-- start SELECTED EXTRACT --

Anyway, plot summary: Hazel and his brother, Fiver (who sees the future sometimes) decide to leave their home warren because Fiver is having terrifying visions of something awful happening, and some other rabbits (including Bigwig, who is my very favorite) go with them. And they travel through all of these terrifying and dangerous situations, and fight a lot of battles with other rabbits and predators (collectively called elil) and humans, and they grow into this tight-knit group.

And then they get to the place Fiver saw in a vision, a sheltered little meadow (the titular Down) on top of a high hill, where they are safe and hidden and have lots of room to grow. But there’s the tiny issue of not having brought any female rabbits with them, and that starts the second half of the book and introduces us to Efrafa, a warren nearby that is ruled by the frankly scary rabbit known as General Woundwort. And there is more adventure, more danger, more tricks (more Bigwig!), and more awesomeness.

-- end SELECTED EXTRACT --
-- start INFORMATION SHOWN --

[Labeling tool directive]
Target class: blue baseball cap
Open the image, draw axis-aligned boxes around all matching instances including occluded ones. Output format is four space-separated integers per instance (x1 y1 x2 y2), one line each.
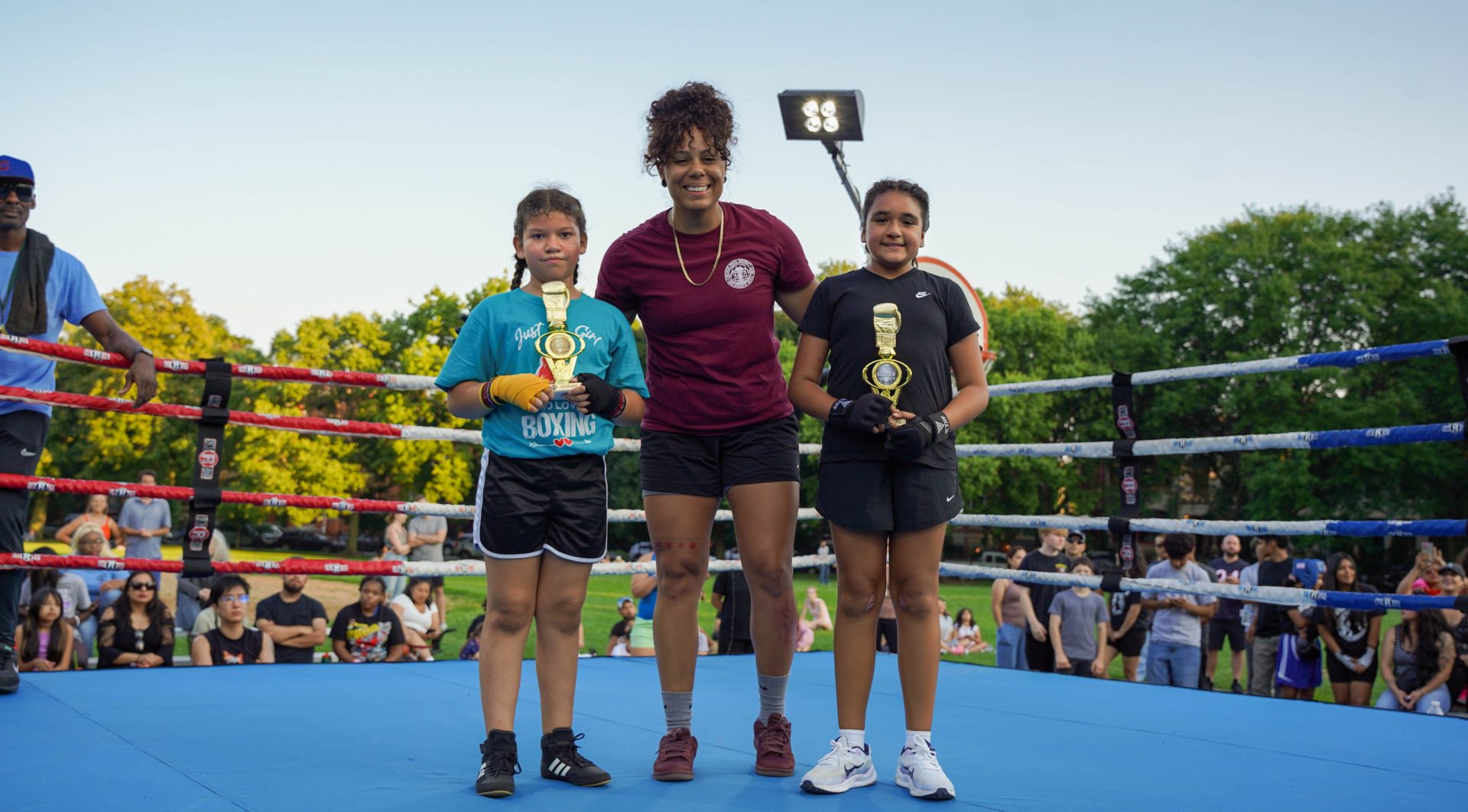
0 156 35 184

-- end INFORMATION SHOWN --

#### PARTS OF THE EXERCISE
1 > Check the rabbit plot summary above and decide if each statement agrees with it, answering yes or no and quoting the words that decide it: (a) Fiver is Hazel's brother; (b) the rabbits set out with several female rabbits; (c) Efrafa is ruled by General Woundwort.
2 > Pick up the rabbit plot summary after its last sentence and keep writing in the same voice.

#### EXERCISE RESPONSES
1 >
(a) Yes: "Hazel and his brother, Fiver (who sees the future sometimes)"
(b) No: "there’s the tiny issue of not having brought any female rabbits with them"
(c) Yes: "Efrafa, a warren nearby that is ruled by the frankly scary rabbit known as General Woundwort"

2 >
It’s an epic, like the Odyssey. By five or ten pages in, it doesn’t matter anymore that they’re rabbits: it matters that they’re real, and that Adams has built a world no less complete than any other fictional world, and that he’s built a culture that makes sense and works and rings true. It has been with me through thick and thin, through having no friends for most of my life and through the terror that was my junior high experience, through starting to find myself in high school, through the awful adjustment to college, through my marriage and beyond. It’s been with me in every place I’ve ever lived, and it’s always been a comfort and a friend when I needed one.

Down is, in the end, about finding a place to be and exist the way you want. It’s about creating and being a part of a ruled society (that is, a society with a ruler) that doesn’t oppress or terrorize its members. It’s about death and life and the ways we have to get through the worst moments of both because there is more on the other side, and we cannot get bogged down or stuck because it will improve someday.

It’s about making friends and getting through tough times together, and how at the end of those times (here I am thinking about a specific sequence, in which Hazel leads the rabbits, who have begun to doubt and argue and refuse to believe that there is such a place as the Down, through a foggy, seemingly-endless marsh; they are on the edge of collapse and he finds himself mindlessly repeating, over and over, that it’s not far now, just a little bit further) you are united, stronger than ever before.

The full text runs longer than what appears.